Short problem: Give back the full material, exactly as it reads.

Items:
____________________

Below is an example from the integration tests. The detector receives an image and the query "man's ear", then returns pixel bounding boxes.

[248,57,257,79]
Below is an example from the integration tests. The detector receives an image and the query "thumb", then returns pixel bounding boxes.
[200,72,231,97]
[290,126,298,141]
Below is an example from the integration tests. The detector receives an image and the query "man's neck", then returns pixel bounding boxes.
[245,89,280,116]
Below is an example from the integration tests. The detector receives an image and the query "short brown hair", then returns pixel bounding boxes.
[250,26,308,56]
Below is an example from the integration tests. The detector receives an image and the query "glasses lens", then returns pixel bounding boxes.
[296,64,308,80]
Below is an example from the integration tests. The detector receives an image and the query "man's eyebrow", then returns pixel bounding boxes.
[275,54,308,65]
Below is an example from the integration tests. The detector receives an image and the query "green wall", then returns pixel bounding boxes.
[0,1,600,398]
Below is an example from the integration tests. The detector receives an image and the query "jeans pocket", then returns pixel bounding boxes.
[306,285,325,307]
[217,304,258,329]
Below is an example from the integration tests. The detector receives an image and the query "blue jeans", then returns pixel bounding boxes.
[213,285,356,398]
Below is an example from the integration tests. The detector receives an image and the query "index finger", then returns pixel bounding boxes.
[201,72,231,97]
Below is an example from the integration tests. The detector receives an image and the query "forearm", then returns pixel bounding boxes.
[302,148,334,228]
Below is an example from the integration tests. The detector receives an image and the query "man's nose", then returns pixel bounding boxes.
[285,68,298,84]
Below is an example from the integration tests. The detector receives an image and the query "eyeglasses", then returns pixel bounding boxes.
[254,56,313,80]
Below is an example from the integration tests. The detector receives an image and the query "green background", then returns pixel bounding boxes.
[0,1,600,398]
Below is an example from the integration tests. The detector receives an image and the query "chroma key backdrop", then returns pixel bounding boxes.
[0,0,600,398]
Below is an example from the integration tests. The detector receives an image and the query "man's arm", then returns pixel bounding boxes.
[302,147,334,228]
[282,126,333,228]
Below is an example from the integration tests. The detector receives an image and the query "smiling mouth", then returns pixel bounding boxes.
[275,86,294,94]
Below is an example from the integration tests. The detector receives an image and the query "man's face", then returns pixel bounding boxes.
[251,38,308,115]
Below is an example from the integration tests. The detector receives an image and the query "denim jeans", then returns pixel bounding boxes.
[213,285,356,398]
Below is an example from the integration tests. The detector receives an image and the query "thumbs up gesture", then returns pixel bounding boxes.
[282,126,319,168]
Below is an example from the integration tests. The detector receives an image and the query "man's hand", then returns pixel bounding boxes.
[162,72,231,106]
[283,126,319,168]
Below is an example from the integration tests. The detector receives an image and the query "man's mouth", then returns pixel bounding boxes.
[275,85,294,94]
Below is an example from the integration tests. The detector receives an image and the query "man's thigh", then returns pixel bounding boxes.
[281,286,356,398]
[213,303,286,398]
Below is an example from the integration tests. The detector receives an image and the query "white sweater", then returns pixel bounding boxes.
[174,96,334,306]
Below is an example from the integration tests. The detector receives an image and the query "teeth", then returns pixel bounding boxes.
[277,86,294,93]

____________________

Exercise result:
Below is an example from the integration tests. The detector receives an image and the query "man's ear", then returns pixel bounding boxes.

[248,57,257,79]
Below is an example from the integration tests. The detector receives an image and the query "thumb", then returns pixel bounding boxes.
[200,72,231,97]
[290,126,298,141]
Below is an example from the integration tests. The detector receives an image and the query "man's neck", then returns pixel bounding boxes.
[245,89,280,116]
Below is an example from the integration tests. The detector receives an image and the query "short brown hair", then returns pixel bounding boxes.
[250,26,308,56]
Below is an example from the integration tests. The detector receives an image and the query "glasses lens", then returns pixel bounding boxes.
[296,64,308,80]
Below is an example from the integration tests. The detector receives an image and the query "man's eyebrow", then returns pixel bounding boxes.
[275,54,308,65]
Below is an example from the integration tests. The detector receives an image and the query "green wall", then returns pixel bounding boxes.
[0,1,600,398]
Below is an example from the integration tests. The detector receives an image and the query "jeans pocket", then returns pixel bounding boxes.
[306,285,325,307]
[217,304,258,329]
Below is an example from the integration tests. The detector receives an image and the query "blue jeans", then returns pixel bounding boxes.
[213,285,356,398]
Below is an example from the integration tests. The detector receives an image and the query "index finger", then returns pixel bounding boxes.
[201,72,231,97]
Below is an example from the integration tests. The detector receives an image and the query "forearm", then returns pixel bounding boxes.
[302,148,334,228]
Below is an example from the integration tests. The detector receives an image and the query "man's nose", then returns pixel bounding boxes.
[285,68,298,84]
Below is an example from the integration tests. The detector receives an image and the query "eyeglasses", then returns pixel bounding boxes.
[254,56,313,80]
Below is an example from the integration tests. The detector receives an image and the query "green background", then returns pixel bounding boxes.
[0,1,600,398]
Below is an example from the integration tests. The detector receives an image and the query "chroma key backdrop", then returns pixel bounding boxes.
[0,0,600,398]
Below is an example from the integration tests. The detector receives an image and the query "man's arm", then returns pixel bounding boxes.
[302,147,334,228]
[282,126,333,228]
Below is an example from the integration tests. The detector receives an image and the query "smiling mouth", then returns pixel bounding boxes.
[275,86,294,94]
Below is an example from the integration tests. The detector receives an image and the query "man's face", then returns pixel bounding boxes.
[251,38,308,115]
Below is an example from the integration tests. The detector receives an image and the query "denim jeans", then returns pixel bounding boxes.
[213,285,356,398]
Below is an example from the integration tests. The detector receives an image and the query "thumbs up gesture", then returns pixel bounding boxes.
[282,126,319,168]
Below is an example from the integration tests. The detector receives an image and the query "man's hand", then returns pixel bounding boxes.
[162,72,231,106]
[283,126,319,168]
Below is an example from the integration tests. The detector receives an image and the query "man's mouth", then returns pixel bounding boxes.
[275,85,294,94]
Below is an example from the integration tests. The detector receives an image and the query "man's thigh", then returns pixel bounding boxes.
[281,286,356,398]
[213,303,286,398]
Below is an example from the integration tests. The detector receives an image and the query "white sweater", then returns pixel bounding boxes.
[174,96,334,306]
Below is an example from the integration tests. The detector receives an image and the query "teeth", then returns pixel bounding boxes.
[277,86,294,93]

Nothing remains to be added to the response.